== Belge Metni ==
>>

Esas No: 2019/6453
Karar No: 2021/3045
Karar Tarihi: 10.06.2021
Danıştay 3. Daire 2019/6453 Esas 2021/3045 Karar Sayılı İlamı
T.C.
D A N I Ş T A Y
ÜÇÜNCÜ DAİRE
Esas No : 2019/6453
Karar No : 2021/3045
TEMYİZ EDEN (DAVACI) :1- ... Grup Mimarlık Yapı İnşaat Gayrimenkul Sanayi Ve Ticaret Limited Şirketi
VEKİLİ: Av. ...
2- ... Vergi Dairesi Müdürlüğü
VEKİLİ: Av. ...
İSTEMİN KONUSU : ... Vergi Mahkemesinin ... tarih ve E: ..., K: ... sayılı kararına yöneltilen istinaf başvurularına ilişkin ... Bölge İdare Mahkemesi ... Vergi Dava Dairesinin ... tarih ve E: ..., K: ... sayılı kararının temyizen incelenerek bozulması istenilmektedir.

<<

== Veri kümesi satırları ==
>>

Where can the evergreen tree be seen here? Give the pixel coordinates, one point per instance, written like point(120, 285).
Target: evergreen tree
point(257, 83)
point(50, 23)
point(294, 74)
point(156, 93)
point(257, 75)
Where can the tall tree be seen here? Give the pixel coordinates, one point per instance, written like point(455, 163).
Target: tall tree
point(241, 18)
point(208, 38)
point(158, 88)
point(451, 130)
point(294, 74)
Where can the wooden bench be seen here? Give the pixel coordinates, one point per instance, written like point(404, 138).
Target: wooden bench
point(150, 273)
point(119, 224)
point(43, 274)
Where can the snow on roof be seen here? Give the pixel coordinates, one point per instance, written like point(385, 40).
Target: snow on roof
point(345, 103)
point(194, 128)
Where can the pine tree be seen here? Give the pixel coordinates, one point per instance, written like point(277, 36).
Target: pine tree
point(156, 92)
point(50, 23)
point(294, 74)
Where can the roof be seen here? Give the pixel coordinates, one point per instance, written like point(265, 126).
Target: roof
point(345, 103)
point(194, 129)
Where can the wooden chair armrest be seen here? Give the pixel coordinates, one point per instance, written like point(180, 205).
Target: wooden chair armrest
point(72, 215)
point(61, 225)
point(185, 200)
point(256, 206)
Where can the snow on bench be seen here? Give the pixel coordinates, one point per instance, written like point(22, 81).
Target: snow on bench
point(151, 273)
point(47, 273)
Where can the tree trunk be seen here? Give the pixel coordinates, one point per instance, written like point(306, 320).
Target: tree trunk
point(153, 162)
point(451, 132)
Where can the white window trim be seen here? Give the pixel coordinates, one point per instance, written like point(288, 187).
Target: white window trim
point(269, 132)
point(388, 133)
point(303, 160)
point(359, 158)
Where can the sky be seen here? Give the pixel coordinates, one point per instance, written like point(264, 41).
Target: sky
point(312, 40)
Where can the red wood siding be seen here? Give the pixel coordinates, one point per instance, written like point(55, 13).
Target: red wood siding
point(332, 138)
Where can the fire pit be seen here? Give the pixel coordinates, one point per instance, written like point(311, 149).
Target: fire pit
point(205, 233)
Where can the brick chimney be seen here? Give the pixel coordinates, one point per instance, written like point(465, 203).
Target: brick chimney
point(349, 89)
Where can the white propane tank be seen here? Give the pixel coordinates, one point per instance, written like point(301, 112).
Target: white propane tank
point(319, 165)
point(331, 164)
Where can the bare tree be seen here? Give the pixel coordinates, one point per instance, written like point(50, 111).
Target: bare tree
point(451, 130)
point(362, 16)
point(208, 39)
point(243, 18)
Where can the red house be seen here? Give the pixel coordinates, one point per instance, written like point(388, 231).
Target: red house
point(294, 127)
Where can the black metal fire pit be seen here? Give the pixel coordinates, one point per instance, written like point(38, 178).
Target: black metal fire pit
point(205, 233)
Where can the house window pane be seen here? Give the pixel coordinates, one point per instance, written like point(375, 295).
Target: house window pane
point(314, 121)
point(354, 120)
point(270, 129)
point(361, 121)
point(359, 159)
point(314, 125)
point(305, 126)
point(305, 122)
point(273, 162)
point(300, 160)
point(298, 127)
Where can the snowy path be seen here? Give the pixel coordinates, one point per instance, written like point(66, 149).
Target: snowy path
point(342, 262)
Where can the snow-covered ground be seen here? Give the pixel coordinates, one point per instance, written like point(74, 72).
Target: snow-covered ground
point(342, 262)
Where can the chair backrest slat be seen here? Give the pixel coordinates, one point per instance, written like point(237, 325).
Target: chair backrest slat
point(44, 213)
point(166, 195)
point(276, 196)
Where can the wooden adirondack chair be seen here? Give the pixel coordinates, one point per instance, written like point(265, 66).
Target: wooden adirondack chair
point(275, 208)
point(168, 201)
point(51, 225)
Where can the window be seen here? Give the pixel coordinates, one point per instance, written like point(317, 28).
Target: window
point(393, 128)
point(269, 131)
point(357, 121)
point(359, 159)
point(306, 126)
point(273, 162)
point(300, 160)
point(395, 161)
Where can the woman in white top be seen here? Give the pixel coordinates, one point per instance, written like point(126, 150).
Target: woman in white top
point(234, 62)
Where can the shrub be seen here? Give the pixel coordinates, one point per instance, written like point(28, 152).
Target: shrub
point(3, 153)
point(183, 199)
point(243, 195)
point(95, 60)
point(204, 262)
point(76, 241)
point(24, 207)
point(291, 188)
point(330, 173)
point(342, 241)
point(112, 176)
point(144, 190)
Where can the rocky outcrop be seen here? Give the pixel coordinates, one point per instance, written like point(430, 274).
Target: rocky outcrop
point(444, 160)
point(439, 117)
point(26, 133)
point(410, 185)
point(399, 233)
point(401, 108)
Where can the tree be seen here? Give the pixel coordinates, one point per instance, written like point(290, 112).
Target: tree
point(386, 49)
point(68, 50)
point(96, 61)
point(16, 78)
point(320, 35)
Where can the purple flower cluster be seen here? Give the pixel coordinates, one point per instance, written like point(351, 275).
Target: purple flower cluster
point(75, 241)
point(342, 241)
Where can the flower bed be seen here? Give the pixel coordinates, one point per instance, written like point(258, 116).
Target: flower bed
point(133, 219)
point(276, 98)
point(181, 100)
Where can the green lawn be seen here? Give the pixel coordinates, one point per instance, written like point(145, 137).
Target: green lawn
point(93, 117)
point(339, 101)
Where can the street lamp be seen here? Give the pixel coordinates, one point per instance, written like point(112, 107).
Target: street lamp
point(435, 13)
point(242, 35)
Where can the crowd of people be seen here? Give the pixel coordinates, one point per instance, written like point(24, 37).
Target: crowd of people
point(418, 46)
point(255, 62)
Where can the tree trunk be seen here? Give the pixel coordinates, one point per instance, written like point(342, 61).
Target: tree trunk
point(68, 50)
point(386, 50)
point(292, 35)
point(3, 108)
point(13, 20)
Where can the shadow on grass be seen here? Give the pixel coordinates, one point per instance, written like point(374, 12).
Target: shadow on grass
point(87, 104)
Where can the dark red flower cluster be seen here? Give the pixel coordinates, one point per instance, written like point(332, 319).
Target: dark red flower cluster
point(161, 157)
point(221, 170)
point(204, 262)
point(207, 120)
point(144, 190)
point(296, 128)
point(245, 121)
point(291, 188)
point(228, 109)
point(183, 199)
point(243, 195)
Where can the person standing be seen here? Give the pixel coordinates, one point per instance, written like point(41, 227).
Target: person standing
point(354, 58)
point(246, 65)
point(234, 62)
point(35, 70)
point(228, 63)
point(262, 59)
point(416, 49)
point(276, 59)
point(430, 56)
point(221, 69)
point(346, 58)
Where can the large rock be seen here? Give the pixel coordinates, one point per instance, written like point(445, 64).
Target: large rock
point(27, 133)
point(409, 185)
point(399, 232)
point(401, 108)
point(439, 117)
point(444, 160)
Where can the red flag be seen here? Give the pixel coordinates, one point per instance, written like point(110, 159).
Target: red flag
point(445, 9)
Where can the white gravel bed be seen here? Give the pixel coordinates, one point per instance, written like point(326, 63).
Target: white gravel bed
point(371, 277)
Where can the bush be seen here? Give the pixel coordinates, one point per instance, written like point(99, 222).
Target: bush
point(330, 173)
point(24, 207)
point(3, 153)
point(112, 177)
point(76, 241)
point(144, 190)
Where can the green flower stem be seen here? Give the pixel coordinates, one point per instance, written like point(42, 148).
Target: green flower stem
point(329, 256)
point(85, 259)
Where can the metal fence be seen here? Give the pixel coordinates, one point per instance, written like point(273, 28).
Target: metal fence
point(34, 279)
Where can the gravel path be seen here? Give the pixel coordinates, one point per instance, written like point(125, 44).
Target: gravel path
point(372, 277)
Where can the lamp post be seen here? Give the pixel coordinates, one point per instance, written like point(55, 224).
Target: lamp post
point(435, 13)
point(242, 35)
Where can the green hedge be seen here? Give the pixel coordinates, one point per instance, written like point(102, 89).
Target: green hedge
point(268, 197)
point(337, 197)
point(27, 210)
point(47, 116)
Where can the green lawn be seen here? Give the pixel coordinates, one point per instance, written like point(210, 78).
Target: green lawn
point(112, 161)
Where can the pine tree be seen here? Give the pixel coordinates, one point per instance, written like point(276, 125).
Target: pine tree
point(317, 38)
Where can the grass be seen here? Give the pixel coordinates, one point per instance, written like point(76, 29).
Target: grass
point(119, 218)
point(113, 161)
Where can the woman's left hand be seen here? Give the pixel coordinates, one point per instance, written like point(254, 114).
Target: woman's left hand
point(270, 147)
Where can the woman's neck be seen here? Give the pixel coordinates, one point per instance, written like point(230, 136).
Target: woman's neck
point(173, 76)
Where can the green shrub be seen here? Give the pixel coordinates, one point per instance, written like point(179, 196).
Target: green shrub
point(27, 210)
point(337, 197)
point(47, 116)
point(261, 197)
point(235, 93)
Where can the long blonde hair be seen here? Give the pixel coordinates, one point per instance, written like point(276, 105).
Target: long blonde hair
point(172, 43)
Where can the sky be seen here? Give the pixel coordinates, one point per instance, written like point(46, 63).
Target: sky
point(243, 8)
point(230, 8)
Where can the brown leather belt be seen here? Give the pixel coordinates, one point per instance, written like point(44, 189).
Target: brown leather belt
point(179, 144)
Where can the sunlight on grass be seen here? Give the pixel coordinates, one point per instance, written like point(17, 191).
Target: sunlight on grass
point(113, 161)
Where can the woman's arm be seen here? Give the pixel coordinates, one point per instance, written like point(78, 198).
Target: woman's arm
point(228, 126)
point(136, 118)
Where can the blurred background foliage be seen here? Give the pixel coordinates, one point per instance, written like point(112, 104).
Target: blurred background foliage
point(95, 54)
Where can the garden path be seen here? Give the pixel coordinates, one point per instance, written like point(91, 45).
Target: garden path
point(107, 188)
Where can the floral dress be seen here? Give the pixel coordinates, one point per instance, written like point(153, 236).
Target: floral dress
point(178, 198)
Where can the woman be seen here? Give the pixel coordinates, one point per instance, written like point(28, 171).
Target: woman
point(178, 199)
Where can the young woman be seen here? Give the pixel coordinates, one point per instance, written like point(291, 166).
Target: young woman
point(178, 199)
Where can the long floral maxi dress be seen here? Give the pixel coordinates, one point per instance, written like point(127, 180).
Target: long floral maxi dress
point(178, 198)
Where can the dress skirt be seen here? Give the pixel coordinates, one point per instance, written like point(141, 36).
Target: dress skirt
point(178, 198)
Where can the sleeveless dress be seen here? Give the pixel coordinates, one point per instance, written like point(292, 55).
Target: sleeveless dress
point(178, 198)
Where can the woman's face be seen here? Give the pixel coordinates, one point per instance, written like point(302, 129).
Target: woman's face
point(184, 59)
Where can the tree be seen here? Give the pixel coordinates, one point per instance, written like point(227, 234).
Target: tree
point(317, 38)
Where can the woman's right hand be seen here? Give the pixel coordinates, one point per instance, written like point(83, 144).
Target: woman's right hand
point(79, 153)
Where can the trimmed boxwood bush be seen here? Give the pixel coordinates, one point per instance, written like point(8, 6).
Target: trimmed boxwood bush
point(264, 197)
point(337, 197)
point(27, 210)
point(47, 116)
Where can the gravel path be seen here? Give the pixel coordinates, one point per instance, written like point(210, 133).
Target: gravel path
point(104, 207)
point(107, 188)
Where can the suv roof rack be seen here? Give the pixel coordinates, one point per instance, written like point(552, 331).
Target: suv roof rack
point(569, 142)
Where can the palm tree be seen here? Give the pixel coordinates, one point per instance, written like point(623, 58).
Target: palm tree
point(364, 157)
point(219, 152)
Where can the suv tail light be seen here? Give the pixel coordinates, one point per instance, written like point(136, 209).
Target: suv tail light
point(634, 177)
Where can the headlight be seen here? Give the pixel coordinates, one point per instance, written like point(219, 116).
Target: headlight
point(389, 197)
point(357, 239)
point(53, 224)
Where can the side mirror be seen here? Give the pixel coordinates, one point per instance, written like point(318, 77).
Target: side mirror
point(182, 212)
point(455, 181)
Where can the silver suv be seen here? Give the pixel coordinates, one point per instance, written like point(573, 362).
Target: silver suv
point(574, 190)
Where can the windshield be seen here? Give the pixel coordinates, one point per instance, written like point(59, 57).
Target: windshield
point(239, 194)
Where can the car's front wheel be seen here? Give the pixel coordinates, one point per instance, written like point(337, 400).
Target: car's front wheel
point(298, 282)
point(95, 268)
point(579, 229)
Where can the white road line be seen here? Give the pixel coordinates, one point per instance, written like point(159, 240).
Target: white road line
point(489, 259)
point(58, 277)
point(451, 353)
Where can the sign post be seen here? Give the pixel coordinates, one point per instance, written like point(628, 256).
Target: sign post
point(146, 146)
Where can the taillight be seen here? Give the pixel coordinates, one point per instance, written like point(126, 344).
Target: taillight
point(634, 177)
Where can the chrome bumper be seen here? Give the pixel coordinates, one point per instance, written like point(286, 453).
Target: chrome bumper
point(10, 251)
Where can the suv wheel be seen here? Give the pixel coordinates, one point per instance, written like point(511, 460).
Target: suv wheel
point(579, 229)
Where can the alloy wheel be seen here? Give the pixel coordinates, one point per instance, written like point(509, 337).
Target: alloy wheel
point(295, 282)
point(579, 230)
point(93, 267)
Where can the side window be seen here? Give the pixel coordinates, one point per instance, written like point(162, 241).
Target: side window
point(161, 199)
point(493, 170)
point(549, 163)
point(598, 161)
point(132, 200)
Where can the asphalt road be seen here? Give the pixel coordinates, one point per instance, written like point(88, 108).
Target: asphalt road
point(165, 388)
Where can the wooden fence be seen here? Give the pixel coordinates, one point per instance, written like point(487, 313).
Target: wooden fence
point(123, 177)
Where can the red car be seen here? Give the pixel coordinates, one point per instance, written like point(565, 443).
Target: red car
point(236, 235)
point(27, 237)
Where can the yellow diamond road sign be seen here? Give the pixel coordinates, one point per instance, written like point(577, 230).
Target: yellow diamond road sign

<<

== Görevler ==
[1] Belge metninde "İSTEMİN KONUSU" sözleriyle başlayan paragrafı ana bilgilerini koruyarak daha kısa biçimde yeniden yazın.
[2] Belge metnine göre kararın tarihi nedir?

== Sıralı Yanıtlar ==
[1] Vergi Mahkemesi kararına karşı yapılan istinaf başvuruları üzerine Bölge İdare Mahkemesi Vergi Dava Dairesinin verdiği kararın temyiz yoluyla incelenip bozulması istenmektedir.

[2] Kararın tarihi 10.06.2021'dir.